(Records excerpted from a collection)
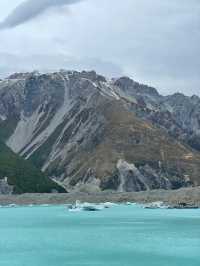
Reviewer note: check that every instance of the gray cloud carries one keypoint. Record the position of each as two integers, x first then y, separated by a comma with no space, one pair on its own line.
30,9
11,63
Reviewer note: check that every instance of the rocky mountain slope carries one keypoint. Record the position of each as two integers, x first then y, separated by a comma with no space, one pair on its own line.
19,176
95,134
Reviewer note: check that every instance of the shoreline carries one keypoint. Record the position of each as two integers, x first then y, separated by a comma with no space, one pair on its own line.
189,196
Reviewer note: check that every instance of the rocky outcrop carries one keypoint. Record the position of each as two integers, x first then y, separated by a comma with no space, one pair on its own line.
90,133
5,188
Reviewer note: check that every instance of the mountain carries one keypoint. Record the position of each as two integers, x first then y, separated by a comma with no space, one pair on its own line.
90,133
20,176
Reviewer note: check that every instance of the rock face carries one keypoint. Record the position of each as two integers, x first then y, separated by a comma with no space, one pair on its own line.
5,188
88,132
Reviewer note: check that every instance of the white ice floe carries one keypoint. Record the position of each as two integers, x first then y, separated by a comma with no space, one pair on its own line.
156,205
78,206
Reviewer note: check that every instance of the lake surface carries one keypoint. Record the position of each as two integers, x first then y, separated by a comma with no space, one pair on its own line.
119,236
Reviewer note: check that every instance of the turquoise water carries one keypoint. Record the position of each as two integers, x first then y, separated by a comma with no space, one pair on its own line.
120,236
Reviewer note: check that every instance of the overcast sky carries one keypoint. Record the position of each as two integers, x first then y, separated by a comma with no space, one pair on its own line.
156,42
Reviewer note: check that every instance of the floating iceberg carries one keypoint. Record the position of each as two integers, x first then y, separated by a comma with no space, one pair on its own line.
156,205
78,206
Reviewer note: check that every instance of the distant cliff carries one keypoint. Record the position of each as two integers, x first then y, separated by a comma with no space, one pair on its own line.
90,133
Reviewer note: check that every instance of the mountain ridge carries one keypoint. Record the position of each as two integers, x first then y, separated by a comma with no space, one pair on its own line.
92,133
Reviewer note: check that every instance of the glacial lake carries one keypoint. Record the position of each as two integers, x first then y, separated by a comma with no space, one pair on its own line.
119,236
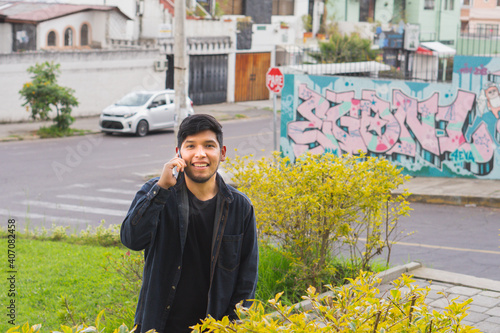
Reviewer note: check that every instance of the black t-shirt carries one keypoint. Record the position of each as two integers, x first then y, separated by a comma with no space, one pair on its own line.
191,297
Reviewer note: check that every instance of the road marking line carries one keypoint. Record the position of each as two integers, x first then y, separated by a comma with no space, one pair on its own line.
73,208
95,199
27,215
114,190
446,248
120,166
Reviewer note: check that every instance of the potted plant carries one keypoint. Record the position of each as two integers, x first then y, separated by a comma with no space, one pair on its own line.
307,24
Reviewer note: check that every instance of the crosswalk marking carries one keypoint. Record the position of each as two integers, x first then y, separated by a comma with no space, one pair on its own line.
27,216
95,199
114,190
81,209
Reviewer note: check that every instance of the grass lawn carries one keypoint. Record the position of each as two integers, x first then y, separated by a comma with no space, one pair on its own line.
47,269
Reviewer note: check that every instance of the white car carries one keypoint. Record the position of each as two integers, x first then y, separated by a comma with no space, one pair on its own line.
141,112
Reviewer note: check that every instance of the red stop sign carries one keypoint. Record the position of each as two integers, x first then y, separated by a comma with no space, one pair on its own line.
275,80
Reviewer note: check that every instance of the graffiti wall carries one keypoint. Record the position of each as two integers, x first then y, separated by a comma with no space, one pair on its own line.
430,129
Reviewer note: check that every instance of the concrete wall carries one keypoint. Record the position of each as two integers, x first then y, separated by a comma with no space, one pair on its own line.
99,78
444,130
6,40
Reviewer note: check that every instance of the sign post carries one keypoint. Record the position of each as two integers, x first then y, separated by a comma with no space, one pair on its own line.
275,82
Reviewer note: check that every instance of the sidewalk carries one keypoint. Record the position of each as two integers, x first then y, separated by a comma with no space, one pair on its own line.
484,312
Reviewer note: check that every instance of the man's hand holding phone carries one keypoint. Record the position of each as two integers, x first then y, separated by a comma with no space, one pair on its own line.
167,178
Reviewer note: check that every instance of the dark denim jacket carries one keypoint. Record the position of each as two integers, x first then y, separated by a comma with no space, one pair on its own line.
157,222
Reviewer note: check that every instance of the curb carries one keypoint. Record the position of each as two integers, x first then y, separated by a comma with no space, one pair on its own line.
36,137
455,200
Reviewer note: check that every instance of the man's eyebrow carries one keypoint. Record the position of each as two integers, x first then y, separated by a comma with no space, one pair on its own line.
206,141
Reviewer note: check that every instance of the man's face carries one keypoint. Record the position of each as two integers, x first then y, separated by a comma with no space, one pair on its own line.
202,154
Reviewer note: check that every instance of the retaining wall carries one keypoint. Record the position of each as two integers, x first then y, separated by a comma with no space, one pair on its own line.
430,129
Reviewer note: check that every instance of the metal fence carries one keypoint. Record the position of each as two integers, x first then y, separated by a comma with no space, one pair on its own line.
481,40
393,64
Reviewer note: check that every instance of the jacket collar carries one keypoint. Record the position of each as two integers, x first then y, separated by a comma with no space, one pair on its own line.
224,189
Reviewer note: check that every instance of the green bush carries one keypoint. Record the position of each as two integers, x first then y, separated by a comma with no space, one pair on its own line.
42,94
344,48
356,307
319,203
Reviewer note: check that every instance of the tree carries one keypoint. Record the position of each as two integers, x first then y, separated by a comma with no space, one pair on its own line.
343,48
42,94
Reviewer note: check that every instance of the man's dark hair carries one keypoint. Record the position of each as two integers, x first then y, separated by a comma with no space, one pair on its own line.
198,123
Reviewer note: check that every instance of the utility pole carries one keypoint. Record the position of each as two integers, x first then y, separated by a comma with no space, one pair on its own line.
180,62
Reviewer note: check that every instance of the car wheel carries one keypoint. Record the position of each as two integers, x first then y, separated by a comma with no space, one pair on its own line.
142,128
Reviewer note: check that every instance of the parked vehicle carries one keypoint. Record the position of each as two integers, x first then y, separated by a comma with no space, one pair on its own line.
140,112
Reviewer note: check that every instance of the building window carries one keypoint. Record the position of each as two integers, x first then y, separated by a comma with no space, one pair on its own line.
487,29
449,4
283,7
68,37
84,35
429,4
51,39
231,7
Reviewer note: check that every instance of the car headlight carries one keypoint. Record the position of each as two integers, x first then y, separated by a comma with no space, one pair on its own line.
131,114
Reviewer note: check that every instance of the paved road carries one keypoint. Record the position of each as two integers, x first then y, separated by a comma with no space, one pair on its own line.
80,180
459,239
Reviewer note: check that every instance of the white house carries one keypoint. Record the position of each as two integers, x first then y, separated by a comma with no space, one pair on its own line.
28,26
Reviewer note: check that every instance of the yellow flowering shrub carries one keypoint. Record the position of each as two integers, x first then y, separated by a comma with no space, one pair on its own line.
321,202
358,307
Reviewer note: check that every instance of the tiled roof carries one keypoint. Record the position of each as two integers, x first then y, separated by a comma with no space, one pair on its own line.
30,12
168,5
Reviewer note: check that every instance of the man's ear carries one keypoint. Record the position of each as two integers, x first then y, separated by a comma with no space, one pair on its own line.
223,153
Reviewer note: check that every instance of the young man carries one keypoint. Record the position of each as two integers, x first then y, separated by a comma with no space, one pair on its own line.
198,235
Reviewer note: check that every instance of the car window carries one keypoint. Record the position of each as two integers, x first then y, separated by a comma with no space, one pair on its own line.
159,100
134,99
170,98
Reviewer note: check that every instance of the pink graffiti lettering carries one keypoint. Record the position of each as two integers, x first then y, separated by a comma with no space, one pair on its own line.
481,70
340,123
466,69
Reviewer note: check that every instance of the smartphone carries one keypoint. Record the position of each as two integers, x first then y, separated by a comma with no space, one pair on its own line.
175,173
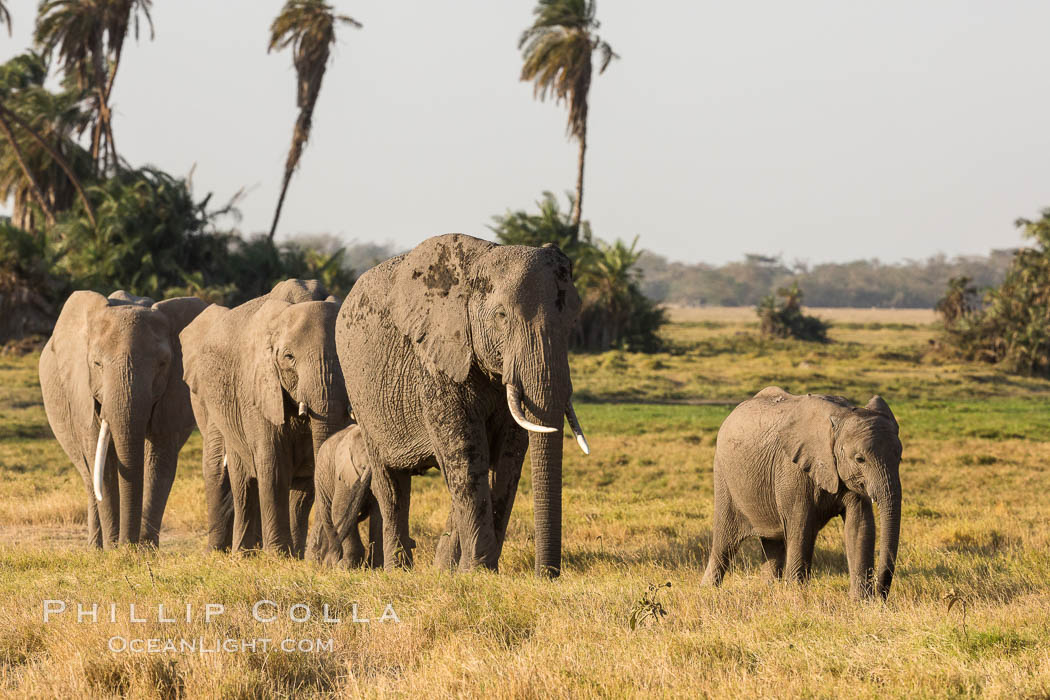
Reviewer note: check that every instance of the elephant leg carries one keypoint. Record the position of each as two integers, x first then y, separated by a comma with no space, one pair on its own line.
353,548
316,541
375,548
218,492
93,525
858,535
393,490
274,482
300,501
506,473
447,555
800,537
463,454
161,461
775,552
246,511
729,529
109,507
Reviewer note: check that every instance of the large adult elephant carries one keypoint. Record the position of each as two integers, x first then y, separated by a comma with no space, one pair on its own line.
456,355
111,374
267,391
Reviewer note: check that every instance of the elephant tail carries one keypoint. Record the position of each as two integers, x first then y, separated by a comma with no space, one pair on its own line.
347,505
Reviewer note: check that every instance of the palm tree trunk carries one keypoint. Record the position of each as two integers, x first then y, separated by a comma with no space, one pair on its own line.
280,202
55,156
34,185
578,206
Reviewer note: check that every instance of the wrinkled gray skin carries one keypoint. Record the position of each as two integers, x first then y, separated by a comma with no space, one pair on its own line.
343,495
428,342
251,369
119,360
785,465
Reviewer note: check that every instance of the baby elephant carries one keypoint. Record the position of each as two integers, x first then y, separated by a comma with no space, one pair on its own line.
342,487
785,465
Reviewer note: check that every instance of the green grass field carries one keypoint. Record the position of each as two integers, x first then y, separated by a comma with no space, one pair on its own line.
975,530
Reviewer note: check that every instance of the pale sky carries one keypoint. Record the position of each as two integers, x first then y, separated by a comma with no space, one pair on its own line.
823,130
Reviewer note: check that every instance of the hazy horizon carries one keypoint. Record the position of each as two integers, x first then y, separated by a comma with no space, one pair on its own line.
819,131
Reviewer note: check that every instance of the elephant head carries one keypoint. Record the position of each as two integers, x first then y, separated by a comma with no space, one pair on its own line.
125,352
294,367
507,312
859,448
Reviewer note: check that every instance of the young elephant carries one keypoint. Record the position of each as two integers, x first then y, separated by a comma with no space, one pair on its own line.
111,378
343,496
785,465
267,391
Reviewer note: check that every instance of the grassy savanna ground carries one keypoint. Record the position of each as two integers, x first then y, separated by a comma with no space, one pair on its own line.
977,526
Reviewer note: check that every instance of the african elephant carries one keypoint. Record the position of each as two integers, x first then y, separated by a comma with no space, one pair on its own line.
785,465
343,494
267,391
456,356
111,373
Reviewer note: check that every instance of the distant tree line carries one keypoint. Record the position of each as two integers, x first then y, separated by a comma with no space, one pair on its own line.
863,283
1007,324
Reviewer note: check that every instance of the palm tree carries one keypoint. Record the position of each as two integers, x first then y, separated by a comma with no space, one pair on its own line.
309,27
5,16
47,123
87,37
557,51
30,176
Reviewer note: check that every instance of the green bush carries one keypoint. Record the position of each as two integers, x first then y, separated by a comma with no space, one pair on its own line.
786,320
614,312
1011,325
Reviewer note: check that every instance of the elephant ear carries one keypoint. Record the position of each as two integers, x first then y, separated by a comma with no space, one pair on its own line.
879,406
812,443
172,408
193,344
266,388
429,297
78,317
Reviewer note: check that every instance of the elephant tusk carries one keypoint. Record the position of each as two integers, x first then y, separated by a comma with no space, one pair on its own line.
101,450
515,403
570,414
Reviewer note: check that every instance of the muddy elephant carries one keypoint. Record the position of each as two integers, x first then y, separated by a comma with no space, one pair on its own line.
343,499
456,356
785,465
111,376
267,391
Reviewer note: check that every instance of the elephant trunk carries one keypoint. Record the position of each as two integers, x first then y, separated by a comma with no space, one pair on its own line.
888,494
545,387
324,401
126,407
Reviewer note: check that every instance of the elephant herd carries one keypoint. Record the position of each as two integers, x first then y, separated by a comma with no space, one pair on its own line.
452,356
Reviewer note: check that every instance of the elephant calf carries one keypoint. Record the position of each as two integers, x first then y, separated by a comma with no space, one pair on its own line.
785,465
343,499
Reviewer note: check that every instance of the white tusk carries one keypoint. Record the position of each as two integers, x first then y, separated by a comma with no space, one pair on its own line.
515,403
570,414
101,450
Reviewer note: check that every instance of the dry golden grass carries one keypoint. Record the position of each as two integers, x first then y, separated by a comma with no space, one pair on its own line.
977,526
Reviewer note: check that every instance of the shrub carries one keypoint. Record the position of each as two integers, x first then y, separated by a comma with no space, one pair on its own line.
786,320
1012,324
614,311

- _What you are asked to do_
Return, word for word, every line from the line with "Reviewer note: check that every instance of the elephant trunk" to the final line of the data.

- _Exercise response_
Reviewer note: check that every instance of the elephant trunk carries one keypoint. Record the position of each as two integers, x first then y, separated by a comma with no space, one pair on its own line.
888,494
545,387
324,401
126,407
Reviewer note: check that every instance of the elephant herd carries one keypoint. Record the position of each as two integers, x first then y, separated by a comma with no space, one pair on its own line.
452,356
Reviewer note: check that every instance of the elephant calf carries one keypoint. Record the position of each as two integers, x first then y, separated by a comma with no space, one pair on its own line.
785,465
343,499
Reviewer note: check that every instance of the white tusk carries one keypoint. Record the position of each as two integers, x first then y, separated by a comma with no space, one pair on its own line.
515,403
570,414
101,450
Reviewer note: check that every instance of the dry golden grass carries one keypoint. Record the position of each as two integers, x first then y, separated by a comma with no space, one pair on its own line.
977,526
Reviewer note: check that every instance of the shrub carries one keypoint. Record the position of each as two integers, x first then y, separated by a comma with no space, one pair on its own line.
786,320
1012,324
614,311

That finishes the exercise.